** START **

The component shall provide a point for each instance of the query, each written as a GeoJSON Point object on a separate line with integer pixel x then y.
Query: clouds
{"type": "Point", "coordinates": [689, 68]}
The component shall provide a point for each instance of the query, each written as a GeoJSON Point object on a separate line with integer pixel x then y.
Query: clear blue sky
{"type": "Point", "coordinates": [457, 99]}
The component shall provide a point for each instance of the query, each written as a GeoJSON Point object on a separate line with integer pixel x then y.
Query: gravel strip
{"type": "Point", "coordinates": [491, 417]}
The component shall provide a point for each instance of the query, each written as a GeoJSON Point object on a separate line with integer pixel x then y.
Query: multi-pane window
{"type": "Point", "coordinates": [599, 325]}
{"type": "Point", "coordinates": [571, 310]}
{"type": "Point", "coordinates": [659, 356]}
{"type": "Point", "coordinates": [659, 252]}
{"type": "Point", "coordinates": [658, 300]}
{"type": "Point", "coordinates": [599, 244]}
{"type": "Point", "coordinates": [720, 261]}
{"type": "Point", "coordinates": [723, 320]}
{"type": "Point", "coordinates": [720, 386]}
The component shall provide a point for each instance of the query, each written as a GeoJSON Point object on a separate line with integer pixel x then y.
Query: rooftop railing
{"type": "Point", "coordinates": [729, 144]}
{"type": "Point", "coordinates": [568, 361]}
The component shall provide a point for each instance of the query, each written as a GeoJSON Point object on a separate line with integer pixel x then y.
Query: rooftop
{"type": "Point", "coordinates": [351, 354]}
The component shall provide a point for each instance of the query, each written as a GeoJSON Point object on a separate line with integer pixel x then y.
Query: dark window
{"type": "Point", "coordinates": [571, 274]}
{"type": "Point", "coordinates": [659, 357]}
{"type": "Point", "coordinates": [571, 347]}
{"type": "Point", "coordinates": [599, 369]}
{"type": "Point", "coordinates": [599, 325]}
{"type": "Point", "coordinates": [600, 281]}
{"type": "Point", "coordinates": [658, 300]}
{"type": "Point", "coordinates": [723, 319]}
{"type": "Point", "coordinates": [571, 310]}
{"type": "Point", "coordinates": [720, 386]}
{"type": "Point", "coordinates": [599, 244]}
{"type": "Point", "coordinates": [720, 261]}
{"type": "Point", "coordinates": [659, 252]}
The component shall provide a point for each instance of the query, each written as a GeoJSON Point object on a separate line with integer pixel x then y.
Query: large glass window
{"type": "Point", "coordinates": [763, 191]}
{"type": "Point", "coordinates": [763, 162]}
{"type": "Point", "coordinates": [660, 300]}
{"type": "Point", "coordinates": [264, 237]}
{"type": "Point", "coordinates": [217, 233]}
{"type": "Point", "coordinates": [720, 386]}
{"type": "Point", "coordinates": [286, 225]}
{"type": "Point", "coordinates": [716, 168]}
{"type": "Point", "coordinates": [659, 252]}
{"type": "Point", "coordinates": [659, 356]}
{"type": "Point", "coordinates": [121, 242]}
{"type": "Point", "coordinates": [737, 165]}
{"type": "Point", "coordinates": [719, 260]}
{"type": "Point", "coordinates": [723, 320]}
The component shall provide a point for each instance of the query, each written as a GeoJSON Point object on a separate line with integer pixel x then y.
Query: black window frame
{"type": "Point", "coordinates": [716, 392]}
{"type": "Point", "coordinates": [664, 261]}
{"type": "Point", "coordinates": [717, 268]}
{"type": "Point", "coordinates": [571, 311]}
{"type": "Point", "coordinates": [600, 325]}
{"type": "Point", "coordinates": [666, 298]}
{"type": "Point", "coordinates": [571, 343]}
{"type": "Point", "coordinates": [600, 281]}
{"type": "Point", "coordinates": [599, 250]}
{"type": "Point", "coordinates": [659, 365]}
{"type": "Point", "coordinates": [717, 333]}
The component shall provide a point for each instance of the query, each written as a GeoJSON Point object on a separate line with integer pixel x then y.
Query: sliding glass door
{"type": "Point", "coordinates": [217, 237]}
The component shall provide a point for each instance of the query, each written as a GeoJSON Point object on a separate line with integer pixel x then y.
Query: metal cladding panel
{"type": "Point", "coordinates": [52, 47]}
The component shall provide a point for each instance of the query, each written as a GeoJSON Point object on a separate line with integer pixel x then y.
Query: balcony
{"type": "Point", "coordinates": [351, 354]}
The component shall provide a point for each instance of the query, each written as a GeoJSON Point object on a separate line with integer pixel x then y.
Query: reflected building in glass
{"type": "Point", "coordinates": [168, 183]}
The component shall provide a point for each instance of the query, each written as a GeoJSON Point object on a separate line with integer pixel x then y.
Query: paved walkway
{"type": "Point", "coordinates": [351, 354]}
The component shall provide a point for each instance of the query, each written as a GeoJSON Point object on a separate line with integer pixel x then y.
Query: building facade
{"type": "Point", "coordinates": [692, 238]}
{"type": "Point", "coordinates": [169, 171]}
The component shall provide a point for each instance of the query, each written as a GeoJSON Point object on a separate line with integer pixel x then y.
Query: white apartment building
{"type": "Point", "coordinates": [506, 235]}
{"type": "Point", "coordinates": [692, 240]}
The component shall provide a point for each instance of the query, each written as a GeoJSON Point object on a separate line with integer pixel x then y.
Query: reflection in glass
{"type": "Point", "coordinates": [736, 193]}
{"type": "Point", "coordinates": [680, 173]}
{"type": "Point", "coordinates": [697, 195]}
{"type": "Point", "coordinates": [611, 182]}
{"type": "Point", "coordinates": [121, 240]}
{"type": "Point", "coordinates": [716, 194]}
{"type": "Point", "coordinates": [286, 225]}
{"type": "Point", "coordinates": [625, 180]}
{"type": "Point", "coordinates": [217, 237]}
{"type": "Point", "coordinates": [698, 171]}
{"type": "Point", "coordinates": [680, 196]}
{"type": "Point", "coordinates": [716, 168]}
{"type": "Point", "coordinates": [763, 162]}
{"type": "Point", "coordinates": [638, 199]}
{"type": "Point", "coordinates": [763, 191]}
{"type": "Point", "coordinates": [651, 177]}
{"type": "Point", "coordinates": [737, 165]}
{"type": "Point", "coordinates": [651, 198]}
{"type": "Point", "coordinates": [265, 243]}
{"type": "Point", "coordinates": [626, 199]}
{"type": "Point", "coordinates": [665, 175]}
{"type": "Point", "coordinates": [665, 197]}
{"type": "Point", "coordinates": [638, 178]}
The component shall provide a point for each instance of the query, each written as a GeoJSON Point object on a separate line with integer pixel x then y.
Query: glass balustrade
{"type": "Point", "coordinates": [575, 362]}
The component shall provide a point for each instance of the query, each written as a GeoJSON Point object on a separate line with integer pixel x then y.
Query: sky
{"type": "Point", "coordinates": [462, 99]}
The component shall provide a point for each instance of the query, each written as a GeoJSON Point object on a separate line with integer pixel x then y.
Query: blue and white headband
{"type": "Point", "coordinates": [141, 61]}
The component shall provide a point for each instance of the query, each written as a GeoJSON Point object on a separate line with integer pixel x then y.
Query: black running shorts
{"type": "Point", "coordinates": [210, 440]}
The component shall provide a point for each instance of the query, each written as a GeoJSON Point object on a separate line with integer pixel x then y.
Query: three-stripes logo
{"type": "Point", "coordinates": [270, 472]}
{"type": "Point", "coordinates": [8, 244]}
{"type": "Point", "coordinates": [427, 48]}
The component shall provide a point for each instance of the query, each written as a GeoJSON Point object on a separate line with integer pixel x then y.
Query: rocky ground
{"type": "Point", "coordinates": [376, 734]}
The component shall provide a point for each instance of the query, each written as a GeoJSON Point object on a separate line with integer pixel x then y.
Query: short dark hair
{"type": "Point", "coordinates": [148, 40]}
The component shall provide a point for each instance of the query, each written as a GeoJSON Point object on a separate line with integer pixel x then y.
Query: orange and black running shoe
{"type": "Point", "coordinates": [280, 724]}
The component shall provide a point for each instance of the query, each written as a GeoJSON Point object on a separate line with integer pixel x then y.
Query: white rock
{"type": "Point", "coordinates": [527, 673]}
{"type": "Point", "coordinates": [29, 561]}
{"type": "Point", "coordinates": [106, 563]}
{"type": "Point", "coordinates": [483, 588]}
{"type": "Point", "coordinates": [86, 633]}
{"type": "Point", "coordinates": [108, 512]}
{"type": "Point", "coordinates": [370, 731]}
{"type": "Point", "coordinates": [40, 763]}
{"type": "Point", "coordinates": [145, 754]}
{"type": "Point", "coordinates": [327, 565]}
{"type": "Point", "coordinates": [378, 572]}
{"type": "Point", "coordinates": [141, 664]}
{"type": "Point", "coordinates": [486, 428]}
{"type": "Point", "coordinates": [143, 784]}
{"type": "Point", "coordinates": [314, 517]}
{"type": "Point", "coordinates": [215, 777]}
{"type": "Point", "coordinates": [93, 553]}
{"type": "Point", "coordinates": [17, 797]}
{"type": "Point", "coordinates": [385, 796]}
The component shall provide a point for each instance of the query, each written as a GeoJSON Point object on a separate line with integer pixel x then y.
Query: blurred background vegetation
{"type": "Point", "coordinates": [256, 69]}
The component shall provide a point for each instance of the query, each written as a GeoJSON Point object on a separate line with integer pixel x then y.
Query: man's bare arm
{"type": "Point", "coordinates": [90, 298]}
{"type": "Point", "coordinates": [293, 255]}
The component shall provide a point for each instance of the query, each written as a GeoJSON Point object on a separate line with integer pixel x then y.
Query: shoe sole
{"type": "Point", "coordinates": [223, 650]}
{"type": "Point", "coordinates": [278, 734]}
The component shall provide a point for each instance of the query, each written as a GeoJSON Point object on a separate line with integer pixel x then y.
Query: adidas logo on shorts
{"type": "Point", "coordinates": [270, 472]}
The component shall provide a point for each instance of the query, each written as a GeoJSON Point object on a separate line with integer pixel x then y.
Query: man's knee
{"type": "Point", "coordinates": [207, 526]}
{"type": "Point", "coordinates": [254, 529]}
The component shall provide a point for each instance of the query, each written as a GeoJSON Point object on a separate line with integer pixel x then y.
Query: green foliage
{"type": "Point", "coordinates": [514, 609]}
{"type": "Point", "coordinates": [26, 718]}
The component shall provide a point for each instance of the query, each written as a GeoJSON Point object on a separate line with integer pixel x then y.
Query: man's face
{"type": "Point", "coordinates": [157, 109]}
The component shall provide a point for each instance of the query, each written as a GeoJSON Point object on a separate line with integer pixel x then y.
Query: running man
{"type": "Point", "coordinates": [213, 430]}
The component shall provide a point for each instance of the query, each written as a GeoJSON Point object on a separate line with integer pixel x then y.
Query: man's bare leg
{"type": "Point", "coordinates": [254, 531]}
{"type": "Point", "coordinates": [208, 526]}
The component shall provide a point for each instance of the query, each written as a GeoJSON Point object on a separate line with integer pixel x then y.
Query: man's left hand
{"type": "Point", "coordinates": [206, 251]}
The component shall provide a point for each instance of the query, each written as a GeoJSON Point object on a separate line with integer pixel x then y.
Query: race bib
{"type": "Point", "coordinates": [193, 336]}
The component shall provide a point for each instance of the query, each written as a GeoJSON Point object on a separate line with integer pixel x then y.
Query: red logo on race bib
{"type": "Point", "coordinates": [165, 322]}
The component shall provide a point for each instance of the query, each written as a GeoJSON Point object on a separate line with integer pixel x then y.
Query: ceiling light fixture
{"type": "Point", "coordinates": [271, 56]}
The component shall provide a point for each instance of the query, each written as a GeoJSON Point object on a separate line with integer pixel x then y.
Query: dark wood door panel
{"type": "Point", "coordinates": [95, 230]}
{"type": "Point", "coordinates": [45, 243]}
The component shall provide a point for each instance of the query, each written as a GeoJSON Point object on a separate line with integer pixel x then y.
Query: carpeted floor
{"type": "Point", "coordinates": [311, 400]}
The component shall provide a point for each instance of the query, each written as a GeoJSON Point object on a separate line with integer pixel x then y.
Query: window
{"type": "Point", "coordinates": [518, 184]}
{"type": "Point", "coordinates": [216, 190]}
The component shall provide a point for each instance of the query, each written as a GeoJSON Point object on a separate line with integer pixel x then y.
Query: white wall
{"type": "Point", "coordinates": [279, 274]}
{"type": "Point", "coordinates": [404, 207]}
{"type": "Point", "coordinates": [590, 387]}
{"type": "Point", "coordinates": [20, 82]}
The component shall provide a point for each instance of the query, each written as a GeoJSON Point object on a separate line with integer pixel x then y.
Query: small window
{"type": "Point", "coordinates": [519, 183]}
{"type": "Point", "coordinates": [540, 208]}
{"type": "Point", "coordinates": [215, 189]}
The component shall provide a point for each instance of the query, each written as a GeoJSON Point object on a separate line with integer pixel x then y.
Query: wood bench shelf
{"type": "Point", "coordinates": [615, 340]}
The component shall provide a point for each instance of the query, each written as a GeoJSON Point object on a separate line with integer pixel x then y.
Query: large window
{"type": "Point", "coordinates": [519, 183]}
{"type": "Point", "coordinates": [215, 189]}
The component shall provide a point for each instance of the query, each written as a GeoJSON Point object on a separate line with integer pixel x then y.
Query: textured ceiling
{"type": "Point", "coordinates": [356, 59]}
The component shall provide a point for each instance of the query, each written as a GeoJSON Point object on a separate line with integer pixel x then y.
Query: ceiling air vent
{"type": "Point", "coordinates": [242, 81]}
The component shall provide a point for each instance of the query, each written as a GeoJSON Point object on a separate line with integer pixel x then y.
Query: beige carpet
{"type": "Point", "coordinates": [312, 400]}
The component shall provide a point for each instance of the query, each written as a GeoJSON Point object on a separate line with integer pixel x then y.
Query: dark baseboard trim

** END **

WHAT YOU SHOULD DO:
Count the lines of the records above that contain the word "rooftop" with its case matching, and reply with only that number.

TASK ANSWER:
2